**Do this**
Reproduce all of the records below word for word, leaving the pictures out of your answer.

**Task data**
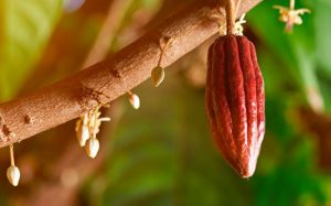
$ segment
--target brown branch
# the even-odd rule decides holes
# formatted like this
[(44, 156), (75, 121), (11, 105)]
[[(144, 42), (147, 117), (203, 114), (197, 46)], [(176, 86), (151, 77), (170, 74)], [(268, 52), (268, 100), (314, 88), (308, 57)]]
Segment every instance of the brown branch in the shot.
[[(225, 1), (201, 1), (166, 20), (156, 30), (128, 45), (111, 58), (99, 62), (64, 80), (31, 95), (0, 105), (0, 147), (79, 117), (109, 102), (150, 77), (157, 66), (162, 37), (171, 37), (162, 66), (169, 66), (217, 32), (225, 22)], [(238, 15), (260, 0), (242, 2)]]

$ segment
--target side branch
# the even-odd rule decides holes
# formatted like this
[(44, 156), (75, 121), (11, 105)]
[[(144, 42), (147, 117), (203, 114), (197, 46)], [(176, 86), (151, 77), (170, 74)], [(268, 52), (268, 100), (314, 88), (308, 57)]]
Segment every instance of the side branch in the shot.
[[(260, 1), (243, 0), (238, 15)], [(158, 64), (159, 42), (163, 37), (172, 39), (162, 59), (162, 66), (169, 66), (217, 32), (217, 22), (225, 23), (225, 2), (201, 1), (166, 20), (113, 57), (39, 91), (1, 104), (0, 148), (75, 119), (145, 82)]]

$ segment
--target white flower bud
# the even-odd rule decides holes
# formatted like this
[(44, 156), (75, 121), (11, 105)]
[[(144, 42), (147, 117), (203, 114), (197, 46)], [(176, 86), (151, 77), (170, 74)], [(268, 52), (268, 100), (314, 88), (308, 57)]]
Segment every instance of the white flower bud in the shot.
[(84, 147), (88, 138), (89, 138), (88, 127), (85, 124), (81, 126), (77, 131), (77, 140), (79, 142), (79, 145)]
[(10, 184), (12, 184), (13, 186), (18, 186), (20, 176), (21, 176), (21, 173), (20, 173), (20, 170), (18, 166), (12, 165), (12, 166), (8, 167), (7, 177), (8, 177), (8, 181), (10, 182)]
[(99, 151), (99, 141), (95, 138), (89, 138), (87, 141), (86, 141), (86, 145), (85, 145), (85, 149), (86, 149), (86, 153), (89, 158), (95, 158)]

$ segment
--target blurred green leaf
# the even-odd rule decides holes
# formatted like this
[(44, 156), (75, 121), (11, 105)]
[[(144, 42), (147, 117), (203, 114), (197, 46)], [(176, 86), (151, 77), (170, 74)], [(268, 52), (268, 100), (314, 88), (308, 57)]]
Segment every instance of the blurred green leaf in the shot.
[(17, 95), (42, 54), (63, 0), (0, 1), (0, 99)]

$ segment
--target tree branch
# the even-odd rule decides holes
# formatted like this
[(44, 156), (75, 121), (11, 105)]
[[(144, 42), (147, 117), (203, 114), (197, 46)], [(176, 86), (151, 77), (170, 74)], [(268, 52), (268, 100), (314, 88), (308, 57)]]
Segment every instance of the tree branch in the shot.
[[(218, 2), (218, 3), (215, 3)], [(87, 69), (33, 94), (0, 105), (0, 148), (30, 138), (116, 99), (150, 77), (163, 37), (171, 45), (162, 66), (169, 66), (217, 32), (225, 23), (224, 0), (201, 1), (166, 20), (159, 28)], [(244, 0), (238, 15), (260, 0)], [(217, 21), (213, 17), (218, 17)]]

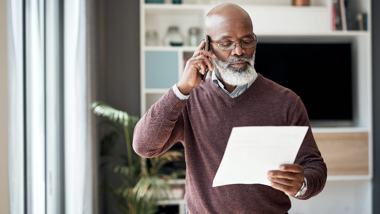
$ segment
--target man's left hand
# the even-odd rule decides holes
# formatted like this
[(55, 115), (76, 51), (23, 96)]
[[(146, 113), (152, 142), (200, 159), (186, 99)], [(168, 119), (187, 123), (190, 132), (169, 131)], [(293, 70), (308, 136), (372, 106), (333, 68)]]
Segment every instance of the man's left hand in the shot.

**Task result**
$ segment
--target brown branch
# the even-odd rule decides holes
# formatted like this
[(44, 156), (75, 121), (11, 105)]
[[(144, 42), (147, 117), (203, 114), (197, 46)], [(176, 86), (151, 77), (170, 74)], [(268, 52), (268, 100), (314, 88), (308, 57)]]
Segment every instance of the brown branch in the shot.
[[(225, 1), (201, 1), (166, 20), (156, 30), (128, 45), (111, 58), (99, 62), (64, 80), (31, 95), (0, 105), (0, 147), (79, 117), (109, 102), (150, 77), (157, 66), (162, 37), (171, 37), (162, 66), (169, 66), (217, 32), (225, 22)], [(238, 15), (260, 0), (242, 2)]]

$ segment
--target side branch
# the even-odd rule decides holes
# formatted like this
[(44, 156), (75, 121), (11, 105)]
[[(144, 42), (147, 117), (203, 114), (197, 46)], [(176, 86), (151, 77), (170, 74)], [(268, 52), (268, 100), (314, 88), (308, 57)]]
Segment every instance of the side branch in the shot.
[[(260, 1), (243, 0), (238, 15)], [(158, 64), (159, 42), (163, 37), (172, 39), (162, 59), (162, 66), (169, 66), (217, 32), (217, 22), (225, 23), (225, 2), (201, 1), (166, 20), (113, 57), (39, 91), (1, 104), (0, 148), (75, 119), (145, 82)]]

$ segment
--target white flower bud
# the even-odd rule decides holes
# formatted like this
[(44, 156), (75, 121), (11, 105)]
[[(144, 42), (147, 117), (203, 114), (197, 46)], [(176, 86), (151, 77), (170, 74)], [(268, 52), (268, 100), (314, 88), (308, 57)]]
Segment every instance of the white flower bud in the shot.
[(84, 147), (88, 138), (89, 138), (88, 127), (85, 124), (81, 126), (77, 131), (77, 140), (79, 142), (79, 145)]
[(10, 184), (12, 184), (13, 186), (18, 186), (20, 176), (21, 176), (21, 173), (20, 173), (20, 170), (18, 166), (12, 165), (12, 166), (8, 167), (7, 177), (8, 177), (8, 181), (10, 182)]
[(99, 151), (99, 141), (95, 138), (89, 138), (87, 141), (86, 141), (86, 145), (85, 145), (85, 149), (86, 149), (86, 153), (89, 158), (95, 158)]

$ segment
--target blurred green leaf
# the even-odd rule decides holes
# formatted like this
[(44, 156), (75, 121), (11, 105)]
[[(144, 42), (147, 117), (203, 114), (197, 46)], [(176, 86), (151, 77), (170, 74)], [(268, 52), (268, 100), (314, 88), (308, 57)]]
Segment every instance of the blurred green leaf in the shot.
[(17, 95), (42, 54), (63, 0), (0, 1), (0, 99)]

$ segment
--target tree branch
# the even-odd rule decides holes
# formatted like this
[(44, 156), (75, 121), (11, 105)]
[[(144, 42), (147, 117), (203, 114), (197, 46)], [(176, 86), (151, 77), (170, 74)], [(268, 52), (268, 100), (314, 88), (308, 57)]]
Segment every instance of the tree branch in the shot.
[[(218, 2), (218, 3), (215, 3)], [(87, 69), (33, 94), (0, 105), (0, 148), (30, 138), (116, 99), (150, 77), (163, 37), (171, 45), (162, 66), (169, 66), (217, 32), (225, 23), (224, 0), (201, 1), (166, 20), (159, 28)], [(244, 0), (238, 15), (260, 0)], [(217, 21), (213, 17), (218, 17)]]

$ segment
--target man's left hand
# the even-odd rule decides holes
# formatted like this
[(55, 115), (76, 51), (23, 96)]
[[(146, 113), (152, 142), (200, 159), (186, 99)], [(168, 119), (187, 123), (190, 132), (169, 131)], [(293, 70), (308, 136), (372, 106), (333, 68)]]
Segment every instance of the man's left hand in the shot.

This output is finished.